▸ Quoted text:
Preparing Scotland: business resilience guidance

This guidance focuses on how organisations can become more resilient. In particular, it provides advice to Category 1 responders and information to other readers about the duties set out in the Civil Contingencies Act (2004) and associated Regulations.

4. Promoting Business Resilience

Local authorities are required to take appropriate steps to provide advice and assistance to businesses and other organisations about the continuance of their activities [19] , including organisations within the commercial and voluntary sectors in their areas. Although this duty is placed uniquely on local authorities, other Category 1 responders are required to cooperate with them in their delivery of this duty. They will also contribute to the resilience of other organisations through various aspects of their normal work, including crime and fire prevention, warning and informing, and managing their supply chains to ensure their own resilience. It is recommended that local authorities fulfil this duty by promoting Business Resilience externally in the ways described in this guidance (see section 2), including giving due consideration to:

  • the priorities, motivations and skills of individuals, teams and organisations
  • the relationships with external organisations and their resilience capabilities
  • the formal processes and tangible resources that deliver goods or services
  • the risks the organisation faces and potential emergencies that might arise

It is recommended that local authorities approach the promotion of Business Resilience in a structured way that makes use of the full range of their established networks with external organisations. This should be a coordinated long-term effort, endorsed by senior staff, with the regular small-scale involvement of a wide range of their departments. Resilience specialists should support and facilitate an authority-wide programme as well as producing specialist initiatives that complement it. The aim should be to promote a culture of Business Resilience where key concepts become familiar and are seen as important in achieving normal business goals, so that individual organisations are then motivated to develop arrangements for themselves. Work in this area should focus on the following objectives:

  • raising awareness of Business Resilience
  • helping businesses, voluntary sector organisations and others engage with these issues and see their value
  • providing reliable and appropriate information for organisations wishing to develop their Business Resilience

This approach is analogous to that of promoting community resilience amongst the general public or raising awareness of topical issues in specific communities. The particular format for this programme should be tailored to suit each area and the ways in which the local authority conducts its activity more generally. The approaches described below are recommended as building blocks from which to develop.

▸ Information shown:
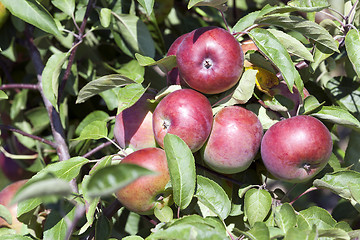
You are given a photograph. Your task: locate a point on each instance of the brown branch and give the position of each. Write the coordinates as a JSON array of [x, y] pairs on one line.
[[13, 129], [73, 51], [55, 122], [19, 86]]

▸ Direction 1: Copy out the business resilience guidance word for word, everything from "This approach is" down to "which to develop.".
▸ Direction 2: Write the next part of the business resilience guidance, starting right after its last sentence.
The material has no connection to the business resilience guidance.

▸ Expected output 1:
This approach is analogous to that of promoting community resilience amongst the general public or raising awareness of topical issues in specific communities. The particular format for this programme should be tailored to suit each area and the ways in which the local authority conducts its activity more generally. The approaches described below are recommended as building blocks from which to develop.

▸ Expected output 2:
Because advice relating to Business Resilience is already available [20] and specific arrangements will vary between firms (and because implementation is best addressed by firms themselves once an interest in Business Resilience has developed), local authorities are advised to focus their efforts on engaging with businesses and other organisations, and on reinforcing the key principles of Business Resilience. It is not the role of local authorities to develop detailed plans or deliver in-depth training or intervention on the behalf of other organisations unless they specifically choose to do so.

4.1 Recommended Elements in a Strategy to Promote Business Resilience

4.1.1 Use Existing Networks

Local authorities are involved in many different networks through which they communicate with outside agencies and conduct their business. They should make full use of these to raise issues of Business Resilience and to communicate key messages in ways that are appropriate to the context. For some departments and services this might consist simply of making reference to resilience issues in some of the information they provide or as links on websites. For others, where advice is being given about ongoing projects or activities, or where services are being subcontracted, more specific advice or discussions are recommended. To assist with this, simple arrangements should be put in place to help staff throughout the local authority consider how resilience messages could be incorporated in communications, or resilience items added to agendas. This approach should include:

  • briefing staff in different areas and departments about Business Resilience (stressing its relevance to their concerns and considering their comments)
  • identifying key, generic Business Resilience messages
  • encouraging resilience to be considered when reviewing communications and project plans and adding relevant items
  • ensuring links to more detailed follow-up information are readily available
  • providing advice and support to non-resilience specialists
  • reporting on usage and follow-up

4.1.2 Get Support from Senior Staff

As with internal Business Resilience, promoting external Business Resilience requires the awareness and support of staff across the local authority. This is unlikely to be achieved without the visible support of executive level staff. One of the first priorities therefore should be:

  • to demonstrate to senior staff the direct benefit of promoting Business Resilience to issues that concern them.

This should include, demonstrating the likely cost-effectiveness of the proposed programme and securing their support. This should be followed up with regular reports of progress and selected opportunities to become directly involved.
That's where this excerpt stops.